**Description of the task:**
Your answer should be one number: how many lines below have the word "query".

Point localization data
————————

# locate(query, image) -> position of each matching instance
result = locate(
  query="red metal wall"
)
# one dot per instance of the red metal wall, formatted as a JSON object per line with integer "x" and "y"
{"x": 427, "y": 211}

————————

**Response:**
2